++++ Extract to read

September 27th
Rabies Vaccination and Your Pet

As a small animal veterinarian, I have had thousands of discussions with clients about vaccinations over the past 18 years. During a routine healthy-pet visit, I would obtain a thorough medical history, perform a full physical examination and spend time discussing vaccinations, parasite prevention and nutrition.

Members of the public do not typically regard veterinarians and veterinary staff as public health professionals but a large part of our work is focused on protection of human health through the promotion of animal health. For example, providing client education about Rabies transmission, vaccination and legislation is standard practice in every veterinary clinic.

Rabies is zoonotic disease, meaning that it can be transmitted between animals – but only mammals –  and people. As Rabies is fatal once clinical signs appear, it is a disease where public safety concerns are paramount with mandatory reporting of suspected cases. Rabies response and prevention exists at all levels of government and is intended to protect animals and public health through vaccination, reporting and surveillance. Veterinarians are legally required to report animal bites and scratches to the local Medical Officer of Health so that the potential risk of rabies can be assessed.

++++++++

→ **Required tasks**:
a. Translate this sentence from the rabies vaccination piece into Spanish: "Rabies response and prevention exists at all levels of government and is intended to protect animals and public health through vaccination, reporting and surveillance."
b. Resume the rabies vaccination piece, picking up after its final sentence.

++++ Records

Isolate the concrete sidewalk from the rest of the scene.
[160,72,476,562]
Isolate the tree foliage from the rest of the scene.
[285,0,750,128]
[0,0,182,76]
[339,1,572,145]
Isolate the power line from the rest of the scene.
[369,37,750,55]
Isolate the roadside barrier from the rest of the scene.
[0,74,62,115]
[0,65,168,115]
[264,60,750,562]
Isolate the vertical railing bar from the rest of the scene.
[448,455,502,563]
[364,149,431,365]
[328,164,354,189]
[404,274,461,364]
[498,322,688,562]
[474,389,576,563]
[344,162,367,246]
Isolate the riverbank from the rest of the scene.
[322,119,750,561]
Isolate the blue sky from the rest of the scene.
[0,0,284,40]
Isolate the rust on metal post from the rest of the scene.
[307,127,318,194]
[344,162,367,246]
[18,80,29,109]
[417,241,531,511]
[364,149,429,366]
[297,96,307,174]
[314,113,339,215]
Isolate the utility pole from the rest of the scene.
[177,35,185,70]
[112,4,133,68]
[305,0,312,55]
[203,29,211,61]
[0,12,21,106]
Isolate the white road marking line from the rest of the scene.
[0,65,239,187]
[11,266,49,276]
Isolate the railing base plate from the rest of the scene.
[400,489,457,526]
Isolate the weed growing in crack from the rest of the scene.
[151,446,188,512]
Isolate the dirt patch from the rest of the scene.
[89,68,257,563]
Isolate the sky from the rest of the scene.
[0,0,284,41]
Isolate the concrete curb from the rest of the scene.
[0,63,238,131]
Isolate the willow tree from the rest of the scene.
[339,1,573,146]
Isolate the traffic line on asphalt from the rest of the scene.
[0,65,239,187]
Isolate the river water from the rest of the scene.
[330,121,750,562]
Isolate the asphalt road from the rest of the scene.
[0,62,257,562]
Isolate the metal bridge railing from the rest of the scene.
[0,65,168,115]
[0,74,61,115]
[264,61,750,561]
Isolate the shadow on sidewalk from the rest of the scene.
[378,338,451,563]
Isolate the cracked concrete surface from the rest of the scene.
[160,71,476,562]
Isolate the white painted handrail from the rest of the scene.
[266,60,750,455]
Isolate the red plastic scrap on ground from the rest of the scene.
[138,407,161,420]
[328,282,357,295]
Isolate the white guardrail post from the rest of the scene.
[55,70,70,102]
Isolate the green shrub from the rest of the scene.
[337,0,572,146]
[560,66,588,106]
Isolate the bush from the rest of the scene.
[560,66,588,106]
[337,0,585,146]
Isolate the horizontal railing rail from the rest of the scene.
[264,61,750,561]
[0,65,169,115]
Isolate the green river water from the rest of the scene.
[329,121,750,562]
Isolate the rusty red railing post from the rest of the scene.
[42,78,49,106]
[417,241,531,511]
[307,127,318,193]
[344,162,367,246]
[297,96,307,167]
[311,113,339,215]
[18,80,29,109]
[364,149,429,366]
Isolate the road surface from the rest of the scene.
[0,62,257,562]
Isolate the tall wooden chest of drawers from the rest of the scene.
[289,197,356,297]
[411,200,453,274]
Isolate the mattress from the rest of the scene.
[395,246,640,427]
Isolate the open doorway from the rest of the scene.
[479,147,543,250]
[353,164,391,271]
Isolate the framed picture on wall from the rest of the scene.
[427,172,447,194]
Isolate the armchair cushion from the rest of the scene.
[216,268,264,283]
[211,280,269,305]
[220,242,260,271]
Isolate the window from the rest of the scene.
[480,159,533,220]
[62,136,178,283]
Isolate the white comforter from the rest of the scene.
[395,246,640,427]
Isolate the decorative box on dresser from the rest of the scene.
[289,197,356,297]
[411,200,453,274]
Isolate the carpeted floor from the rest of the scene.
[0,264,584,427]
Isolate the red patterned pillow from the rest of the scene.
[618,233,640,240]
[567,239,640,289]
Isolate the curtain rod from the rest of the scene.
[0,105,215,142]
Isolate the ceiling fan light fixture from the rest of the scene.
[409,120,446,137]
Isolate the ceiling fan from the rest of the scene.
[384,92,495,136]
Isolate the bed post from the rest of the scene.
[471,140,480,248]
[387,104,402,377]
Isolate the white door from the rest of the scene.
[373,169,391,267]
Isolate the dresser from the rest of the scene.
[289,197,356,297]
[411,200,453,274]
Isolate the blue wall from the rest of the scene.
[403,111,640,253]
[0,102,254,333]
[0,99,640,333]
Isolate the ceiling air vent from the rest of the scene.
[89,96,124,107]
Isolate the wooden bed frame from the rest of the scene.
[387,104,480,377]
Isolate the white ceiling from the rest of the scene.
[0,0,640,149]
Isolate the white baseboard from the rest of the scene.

++++++++

→ **Solved problems**:
a. La respuesta y la prevención de la rabia existen en todos los niveles de gobierno y tienen como objetivo proteger a los animales y la salud pública mediante la vacunación, la notificación y la vigilancia.

b.
Fortunately, vaccination requirements for pets are straightforward, with a first vaccine for puppies and kittens at three months of age and a booster within one year of the first vaccine. Rabies vaccines in dogs and cats must be kept up-to-date for their entire lives, and are updated on a one or three-year basis depending on which vaccine your veterinarian uses. Discussions about Rabies vaccination are important to have with your veterinarian starting at your pet’s first visit. It is a subject about which we remain enthusiastic, educated and vigilant.